Start of Source extract
Unfortunately all it will take is a few more schools to fall into those swamps and the perception of CC credibility will take another hit.
So as M. Jenkins noted there are pragmatic and ethical reasons for changing hiring protocols. But given how much economic difficulties cause or force people to shift their morals, the other unethical potentials within this situation will become more evident.
4. a_voice - May 17, 2010 at 12:12 pm
I find that engaging in a search process when a person has pretty much been identified for a position is a waste of money, time, and energy for all involved. Shouldn't an ethical person politely remove himself or herself from a rigged process?
5. honto - May 17, 2010 at 12:33 pm
Rob only dances around the main factor in CC "political" hiring considerations--which is of course affirmative action. Even in states where affirmative action has supposedly been made illegal, it is still carried out under the auspices of adherence to federal guidelines, as opposed to state guidelines. This is especially true at the community college level, and most notable in the Humanities.
In geographical regions where a subtle racism prevails, white women are still the primary beneficiaries of affirmative action, and many CC departments are top-heavy with white women--who typically prefer to hire other white women, simultaneously espousing and denying their affirmative action preferences.
End of Source extract
Aim 1 →
Answer from the comment thread:
(a) Who is credited with noting that there are pragmatic and ethical reasons for changing hiring protocols?
(b) What date and time are given for the comment by a_voice?
(c) At which level does honto say the practice is especially true?
Start of Records for the task
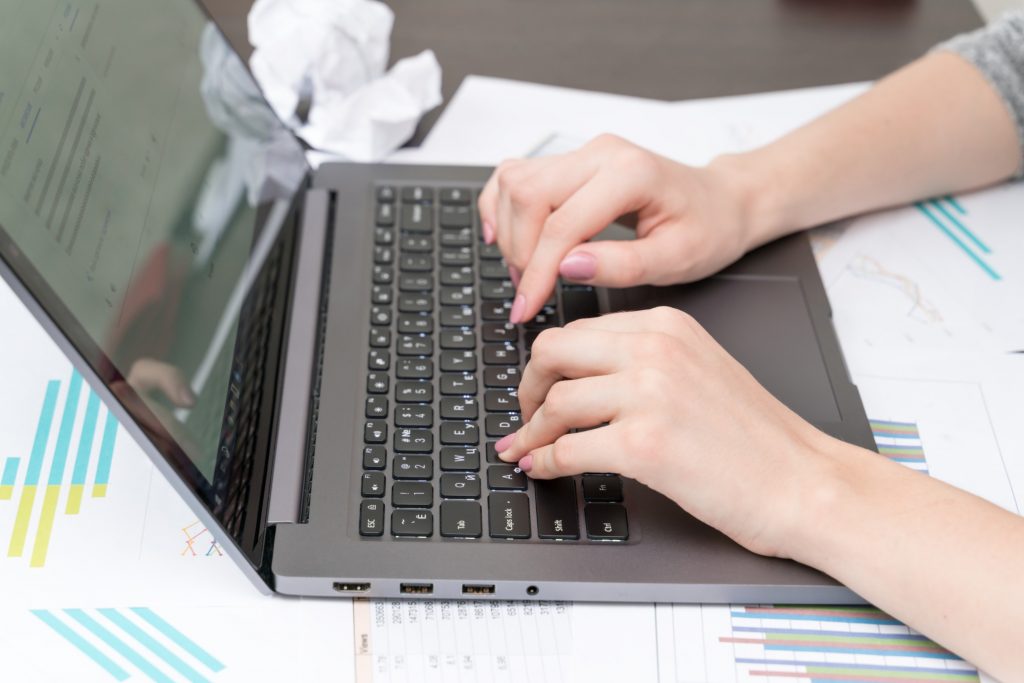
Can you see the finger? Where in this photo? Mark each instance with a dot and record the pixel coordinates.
(536, 191)
(569, 404)
(562, 353)
(592, 451)
(645, 260)
(582, 216)
(146, 375)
End of Records for the task
Aim 2 → Write out the entries that follow the comment thread again with "finger" switched to "thumb" and nothing else changed. Leave the pictures out.

Correct answer 1 →
(a) M. Jenkins
(b) May 17, 2010 at 12:12 pm
(c) The community college level, most notably in the Humanities

Correct answer 2 →
Can you see the thumb? Where in this photo? Mark each instance with a dot and record the pixel coordinates.
(536, 191)
(569, 404)
(562, 353)
(592, 451)
(645, 260)
(582, 216)
(146, 375)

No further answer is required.